* Objective: Retype the passage about the Shenzhen church word for word, from "South Korea has" to "at any time.".

* Passage given:

------

Shenzhen Holy Reformed Church was established in 2012. Like other larger house churches, the church has a church building and a church school to provide Christian education to believers’ children. Pastor Pan said: 

 

Because Shenzhen is very close to Hong Kong, the whole city entered a state of emergency after the Anti-Extradition Law Amendment Bill protests broke out in Hong Kong in June 2019. Our church faced intensified persecution. Police officers visited us several times and asked us to close our church and shut down our school. But we were not willing to do that... After thorough consideration, we decided to temporarily flee to another place and go back to Shenzhen a few years later. We never thought about leaving our country forever. 

 

 

 

Congregants doing menial labor, like picking tangerines, to make ends meet
(Photo: Pastor Pan Yongguang)


At the end of October 2019, 16 families (60 Christians, including 31 children) fled to Jeju Island in South Korea, where visa-free travel is offered for Chinese citizens. This was the first time a large group of Chinese Christians flee the country together since CCP took power in 1949.  

 

South Korea has a very complicated political asylum application process, and a very low approval rate of 0.4%. after the Supreme Court of Korea rejected their political asylum applications, they have the opportunity to re-apply by submitting additional documents, but the chance of approval is very small. They now face deportation to China at any time. 

 

ChinaAid is working actively to rescue these Christians.

------

* Given entries:

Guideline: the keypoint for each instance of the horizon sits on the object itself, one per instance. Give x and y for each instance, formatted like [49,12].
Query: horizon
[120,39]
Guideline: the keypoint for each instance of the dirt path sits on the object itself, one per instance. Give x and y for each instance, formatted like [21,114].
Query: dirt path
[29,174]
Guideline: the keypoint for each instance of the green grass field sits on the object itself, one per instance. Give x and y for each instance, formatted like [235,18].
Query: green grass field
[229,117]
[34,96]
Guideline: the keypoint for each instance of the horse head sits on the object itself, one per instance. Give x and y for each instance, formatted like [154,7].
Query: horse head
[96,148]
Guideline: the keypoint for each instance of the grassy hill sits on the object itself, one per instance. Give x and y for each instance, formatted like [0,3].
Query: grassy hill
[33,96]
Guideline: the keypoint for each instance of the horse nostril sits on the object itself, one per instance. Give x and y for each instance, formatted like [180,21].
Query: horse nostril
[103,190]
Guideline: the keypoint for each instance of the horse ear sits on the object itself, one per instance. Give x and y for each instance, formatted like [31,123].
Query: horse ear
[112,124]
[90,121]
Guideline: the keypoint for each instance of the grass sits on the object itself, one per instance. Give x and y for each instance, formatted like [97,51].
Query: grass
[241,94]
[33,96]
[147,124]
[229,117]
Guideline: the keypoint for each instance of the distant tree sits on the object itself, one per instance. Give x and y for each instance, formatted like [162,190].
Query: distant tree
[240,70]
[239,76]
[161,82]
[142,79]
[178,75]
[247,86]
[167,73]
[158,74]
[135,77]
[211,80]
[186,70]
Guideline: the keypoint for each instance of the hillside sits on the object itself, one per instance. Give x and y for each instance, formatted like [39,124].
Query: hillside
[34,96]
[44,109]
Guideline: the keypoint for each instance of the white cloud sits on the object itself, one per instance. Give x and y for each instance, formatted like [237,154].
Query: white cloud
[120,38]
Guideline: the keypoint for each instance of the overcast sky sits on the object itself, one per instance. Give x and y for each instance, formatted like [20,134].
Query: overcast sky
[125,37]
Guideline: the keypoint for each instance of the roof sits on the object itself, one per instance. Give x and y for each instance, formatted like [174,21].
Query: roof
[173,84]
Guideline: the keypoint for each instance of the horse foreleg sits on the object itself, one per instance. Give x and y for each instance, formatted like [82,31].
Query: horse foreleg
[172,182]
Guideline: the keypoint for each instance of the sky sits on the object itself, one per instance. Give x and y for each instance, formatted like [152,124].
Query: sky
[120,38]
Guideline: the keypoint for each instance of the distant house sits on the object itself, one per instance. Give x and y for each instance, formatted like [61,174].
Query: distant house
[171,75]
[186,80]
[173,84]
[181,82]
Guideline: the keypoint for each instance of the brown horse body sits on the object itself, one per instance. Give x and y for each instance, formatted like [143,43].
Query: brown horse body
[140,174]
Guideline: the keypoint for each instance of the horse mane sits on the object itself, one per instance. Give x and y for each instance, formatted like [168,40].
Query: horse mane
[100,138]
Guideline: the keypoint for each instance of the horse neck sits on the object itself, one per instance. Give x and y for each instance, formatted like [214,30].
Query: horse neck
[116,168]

------

* Task output:
South Korea has a very complicated political asylum application process, and a very low approval rate of 0.4%. after the Supreme Court of Korea rejected their political asylum applications, they have the opportunity to re-apply by submitting additional documents, but the chance of approval is very small. They now face deportation to China at any time.